◆ SUPPLIED RECORDS ◆
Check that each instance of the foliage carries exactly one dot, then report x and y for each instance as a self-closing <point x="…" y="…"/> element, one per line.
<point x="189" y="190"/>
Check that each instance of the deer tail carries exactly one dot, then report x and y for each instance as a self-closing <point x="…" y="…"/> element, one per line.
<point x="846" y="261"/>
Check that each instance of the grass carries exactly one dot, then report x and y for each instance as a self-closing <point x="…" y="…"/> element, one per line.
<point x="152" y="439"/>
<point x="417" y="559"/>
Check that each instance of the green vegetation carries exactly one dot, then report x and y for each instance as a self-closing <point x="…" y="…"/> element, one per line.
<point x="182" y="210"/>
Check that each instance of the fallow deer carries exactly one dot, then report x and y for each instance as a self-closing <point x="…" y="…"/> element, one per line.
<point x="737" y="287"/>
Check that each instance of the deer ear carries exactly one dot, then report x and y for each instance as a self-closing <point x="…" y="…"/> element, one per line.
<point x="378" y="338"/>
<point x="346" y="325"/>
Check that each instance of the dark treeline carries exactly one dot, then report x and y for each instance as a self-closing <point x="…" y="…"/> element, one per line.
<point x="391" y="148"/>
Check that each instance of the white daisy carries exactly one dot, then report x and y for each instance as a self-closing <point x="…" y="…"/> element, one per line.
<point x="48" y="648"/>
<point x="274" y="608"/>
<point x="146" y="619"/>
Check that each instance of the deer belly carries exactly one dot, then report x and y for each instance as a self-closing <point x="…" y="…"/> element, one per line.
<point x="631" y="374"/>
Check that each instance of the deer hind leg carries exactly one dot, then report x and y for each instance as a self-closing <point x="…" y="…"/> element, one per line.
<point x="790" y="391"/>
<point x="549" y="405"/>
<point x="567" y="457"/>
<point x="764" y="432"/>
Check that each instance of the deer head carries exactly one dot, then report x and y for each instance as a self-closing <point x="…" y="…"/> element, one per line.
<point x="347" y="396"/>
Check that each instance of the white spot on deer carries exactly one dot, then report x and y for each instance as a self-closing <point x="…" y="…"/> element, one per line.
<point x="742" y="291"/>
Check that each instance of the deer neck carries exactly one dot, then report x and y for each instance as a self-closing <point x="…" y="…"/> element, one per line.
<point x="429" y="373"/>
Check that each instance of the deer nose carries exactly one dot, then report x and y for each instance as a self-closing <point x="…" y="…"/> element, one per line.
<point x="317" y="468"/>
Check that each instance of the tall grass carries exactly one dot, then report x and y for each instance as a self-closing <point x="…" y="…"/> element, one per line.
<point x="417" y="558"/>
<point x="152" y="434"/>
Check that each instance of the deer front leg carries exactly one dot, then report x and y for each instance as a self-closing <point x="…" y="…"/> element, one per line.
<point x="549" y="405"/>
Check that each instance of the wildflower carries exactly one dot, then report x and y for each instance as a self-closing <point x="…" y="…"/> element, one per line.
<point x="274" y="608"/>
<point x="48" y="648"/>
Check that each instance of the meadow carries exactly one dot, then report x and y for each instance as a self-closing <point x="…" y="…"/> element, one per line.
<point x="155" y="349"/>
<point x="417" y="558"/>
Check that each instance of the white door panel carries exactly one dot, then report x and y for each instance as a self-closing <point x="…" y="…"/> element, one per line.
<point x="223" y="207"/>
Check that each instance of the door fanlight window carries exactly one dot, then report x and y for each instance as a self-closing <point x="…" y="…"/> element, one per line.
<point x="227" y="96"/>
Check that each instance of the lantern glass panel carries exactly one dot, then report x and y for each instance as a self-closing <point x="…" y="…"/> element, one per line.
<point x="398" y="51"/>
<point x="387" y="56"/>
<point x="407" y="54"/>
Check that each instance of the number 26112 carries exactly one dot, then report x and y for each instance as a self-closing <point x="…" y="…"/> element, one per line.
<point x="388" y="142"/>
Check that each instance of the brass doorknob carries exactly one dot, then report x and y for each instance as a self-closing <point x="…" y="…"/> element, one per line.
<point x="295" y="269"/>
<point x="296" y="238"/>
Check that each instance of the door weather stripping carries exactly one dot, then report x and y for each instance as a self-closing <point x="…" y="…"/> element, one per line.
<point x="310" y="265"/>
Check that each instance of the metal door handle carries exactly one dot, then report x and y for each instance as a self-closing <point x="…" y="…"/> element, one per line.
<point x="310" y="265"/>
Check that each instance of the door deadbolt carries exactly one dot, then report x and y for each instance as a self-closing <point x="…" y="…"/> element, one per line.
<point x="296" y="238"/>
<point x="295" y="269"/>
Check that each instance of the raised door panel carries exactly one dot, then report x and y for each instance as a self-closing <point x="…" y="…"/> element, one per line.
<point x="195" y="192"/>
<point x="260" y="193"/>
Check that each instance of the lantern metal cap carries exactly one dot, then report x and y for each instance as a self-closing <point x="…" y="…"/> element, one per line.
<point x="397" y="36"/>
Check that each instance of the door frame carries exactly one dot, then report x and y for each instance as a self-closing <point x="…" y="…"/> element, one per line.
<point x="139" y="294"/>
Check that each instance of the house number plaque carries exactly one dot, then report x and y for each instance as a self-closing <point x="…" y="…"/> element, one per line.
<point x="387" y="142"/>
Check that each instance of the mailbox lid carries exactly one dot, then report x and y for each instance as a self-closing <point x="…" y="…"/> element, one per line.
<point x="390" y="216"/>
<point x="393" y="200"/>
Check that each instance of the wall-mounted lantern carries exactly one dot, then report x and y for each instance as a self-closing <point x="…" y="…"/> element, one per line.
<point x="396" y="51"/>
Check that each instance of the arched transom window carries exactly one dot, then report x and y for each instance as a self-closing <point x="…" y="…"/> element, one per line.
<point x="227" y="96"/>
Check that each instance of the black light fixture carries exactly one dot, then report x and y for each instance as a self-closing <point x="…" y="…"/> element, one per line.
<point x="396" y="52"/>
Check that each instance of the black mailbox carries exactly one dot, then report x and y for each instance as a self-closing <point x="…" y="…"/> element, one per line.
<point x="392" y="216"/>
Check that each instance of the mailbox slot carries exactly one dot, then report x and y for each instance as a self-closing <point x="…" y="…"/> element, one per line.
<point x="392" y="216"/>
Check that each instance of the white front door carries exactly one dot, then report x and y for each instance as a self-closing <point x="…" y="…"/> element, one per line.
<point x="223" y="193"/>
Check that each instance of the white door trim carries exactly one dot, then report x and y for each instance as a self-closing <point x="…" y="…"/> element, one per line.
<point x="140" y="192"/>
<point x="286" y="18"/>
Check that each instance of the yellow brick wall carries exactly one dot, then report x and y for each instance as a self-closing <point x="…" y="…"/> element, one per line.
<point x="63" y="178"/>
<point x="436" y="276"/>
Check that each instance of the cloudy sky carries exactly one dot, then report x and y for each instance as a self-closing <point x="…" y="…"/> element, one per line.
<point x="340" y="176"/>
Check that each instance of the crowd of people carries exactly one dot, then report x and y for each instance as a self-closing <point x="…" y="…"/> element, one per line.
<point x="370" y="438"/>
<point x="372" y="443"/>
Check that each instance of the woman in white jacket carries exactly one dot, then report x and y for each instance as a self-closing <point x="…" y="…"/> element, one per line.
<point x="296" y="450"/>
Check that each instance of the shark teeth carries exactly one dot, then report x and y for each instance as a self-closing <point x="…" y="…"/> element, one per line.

◆ TASK DESCRIPTION ◆
Set down the material above again, word for word.

◆ OUTPUT FOR THIS EXERCISE ◆
Check that each instance of the foliage carries exactly one dot, then report x and y for each instance as a self-closing <point x="…" y="…"/> element, one per line.
<point x="189" y="190"/>
Check that each instance of the deer tail carries exactly one dot, then report x and y for each instance as a self-closing <point x="…" y="…"/> element, one per line.
<point x="846" y="261"/>
Check that each instance of the grass carries exactly one dot, then report x and y for each instance as a self-closing <point x="…" y="…"/> element, one per line.
<point x="152" y="439"/>
<point x="417" y="559"/>
Check that each instance of the green vegetation carries exactly one dot, then report x and y for each instance as a self-closing <point x="…" y="…"/> element, one per line.
<point x="182" y="210"/>
Check that each instance of the fallow deer carries exactly one dot, then report x and y for each instance as a self-closing <point x="…" y="…"/> element, one per line.
<point x="737" y="287"/>
Check that each instance of the deer ear carries exactly one dot, then report x and y for each instance as a self-closing <point x="…" y="…"/> element, one per line.
<point x="378" y="338"/>
<point x="346" y="325"/>
Check that each instance of the dark treeline carries exactly one dot, then report x and y for each instance as a self-closing <point x="…" y="…"/> element, one per line.
<point x="391" y="148"/>
Check that each instance of the white daisy carries exactly one dot, then report x and y for each instance as a self-closing <point x="…" y="…"/> element, one per line.
<point x="48" y="648"/>
<point x="274" y="608"/>
<point x="146" y="619"/>
Check that each instance of the deer belly carries exactly one dot, then report x and y for each instance as a self-closing <point x="…" y="…"/> element, one per line.
<point x="631" y="374"/>
Check that each instance of the deer hind leg carries exactly one dot, then report x and y for each instance as a self-closing <point x="…" y="…"/> element, one per line.
<point x="790" y="391"/>
<point x="549" y="405"/>
<point x="567" y="457"/>
<point x="764" y="432"/>
Check that each instance of the deer head carries exactly one dot, then report x and y for each instance as a self-closing <point x="…" y="…"/> element, one per line.
<point x="347" y="396"/>
Check that each instance of the white spot on deer carries exactly one dot, then report x and y for each instance as a self-closing <point x="…" y="…"/> element, one per line.
<point x="742" y="291"/>
Check that each instance of the deer neck carries exactly one dot, then report x and y for each instance as a self-closing <point x="…" y="…"/> element, one per line.
<point x="429" y="373"/>
Check that each instance of the deer nose carries exactly one dot, then report x and y for each instance as a self-closing <point x="…" y="…"/> element, one per line.
<point x="317" y="468"/>
Check that each instance of the tall grass carries exactly one dot, then report x and y for each instance as a self-closing <point x="…" y="…"/> element, one per line.
<point x="417" y="558"/>
<point x="152" y="434"/>
Check that each instance of the deer front leg carries exactly one dot, then report x and y for each instance as a self-closing <point x="…" y="…"/> element, one per line.
<point x="549" y="405"/>
Check that each instance of the wildflower carries exactly one dot, then report x and y for each instance as a self-closing <point x="…" y="…"/> element, one per line.
<point x="274" y="608"/>
<point x="48" y="648"/>
Check that each instance of the meadow carries exactly one dot, then report x and y for each instance as a self-closing <point x="…" y="…"/> element, one per line.
<point x="155" y="349"/>
<point x="417" y="558"/>
Check that each instance of the white door panel carries exactly one dot, then report x and y for each instance as a self-closing <point x="…" y="…"/> element, one per line.
<point x="223" y="207"/>
Check that each instance of the door fanlight window carries exactly one dot, then report x and y for each instance as a self-closing <point x="…" y="…"/> element, one per line.
<point x="227" y="96"/>
Check that each instance of the lantern glass panel carries exactly one dot, then report x and y for each instance as a self-closing <point x="…" y="…"/> element, one per line.
<point x="398" y="51"/>
<point x="387" y="56"/>
<point x="407" y="54"/>
Check that each instance of the number 26112 carries exactly one dot, then report x and y for each instance as a self-closing <point x="…" y="…"/> element, one per line.
<point x="388" y="142"/>
Check that each instance of the brass doorknob carries exactly one dot, then report x and y for each instance as a self-closing <point x="…" y="…"/> element, one per line.
<point x="295" y="269"/>
<point x="296" y="238"/>
Check that each instance of the door weather stripping carries exactly one dot, then report x and y for each instance as a self-closing <point x="…" y="…"/> element, one per line.
<point x="310" y="265"/>
Check that each instance of the metal door handle carries exactly one dot, then report x and y for each instance as a self-closing <point x="…" y="…"/> element, one per line.
<point x="310" y="265"/>
Check that each instance of the door deadbolt carries exactly one dot, then report x and y for each instance as a self-closing <point x="…" y="…"/> element, one per line.
<point x="296" y="238"/>
<point x="295" y="269"/>
Check that each instance of the raised door panel carries exactly one dot, then report x and y for each instance as a self-closing <point x="…" y="…"/> element, one per line.
<point x="195" y="192"/>
<point x="260" y="193"/>
Check that each instance of the lantern metal cap carries exactly one dot, then report x and y for each instance as a self-closing <point x="…" y="…"/> element, one per line.
<point x="397" y="36"/>
Check that each instance of the door frame carries exactly one dot, then report x and y for each instance as a self-closing <point x="…" y="…"/> element, one per line.
<point x="139" y="294"/>
Check that each instance of the house number plaque carries exactly one dot, then report x and y for each instance as a self-closing <point x="…" y="…"/> element, one per line.
<point x="387" y="142"/>
Check that each instance of the mailbox lid carries exactly one dot, then report x and y for each instance as a self-closing <point x="…" y="…"/> element, one per line.
<point x="390" y="216"/>
<point x="393" y="200"/>
Check that each instance of the wall-mounted lantern carries exactly one dot, then report x and y for each instance as a self-closing <point x="…" y="…"/> element, one per line.
<point x="396" y="51"/>
Check that each instance of the arched transom window carries exactly one dot, then report x and y for each instance as a self-closing <point x="…" y="…"/> element, one per line.
<point x="227" y="96"/>
Check that each instance of the black light fixture carries exactly one dot, then report x and y for each instance as a self-closing <point x="…" y="…"/> element, one per line.
<point x="396" y="52"/>
Check that each instance of the black mailbox carries exactly one dot, then report x and y for each instance as a self-closing <point x="…" y="…"/> element, one per line.
<point x="392" y="216"/>
Check that each instance of the mailbox slot carries exactly one dot, then report x and y for each instance as a self-closing <point x="…" y="…"/> element, one per line.
<point x="392" y="216"/>
Check that each instance of the white front door carries exactly one dot, then report x and y for each instance as a self-closing <point x="…" y="…"/> element, one per line.
<point x="223" y="193"/>
Check that each instance of the white door trim carries exactly one dot, then report x and y for each instance as a self-closing <point x="…" y="…"/> element, one per line.
<point x="140" y="192"/>
<point x="286" y="18"/>
Check that each instance of the yellow brick wall carries exactly one dot, then report x and y for each instance as a self-closing <point x="…" y="…"/> element, one per line.
<point x="63" y="178"/>
<point x="436" y="276"/>
Check that each instance of the cloudy sky carries exactly one dot, then report x and y for each instance as a self-closing <point x="…" y="…"/> element, one per line.
<point x="340" y="176"/>
Check that each instance of the crowd of people carries exactly one dot, then report x and y for each instance as a self-closing <point x="…" y="…"/> element, one per line.
<point x="370" y="438"/>
<point x="372" y="443"/>
Check that each instance of the woman in white jacket carries exactly one dot, then report x and y for each instance as a self-closing <point x="…" y="…"/> element, one per line.
<point x="296" y="450"/>
Check that each instance of the shark teeth carries exactly one dot, then report x and y for each instance as a self-closing <point x="…" y="…"/> element, one per line.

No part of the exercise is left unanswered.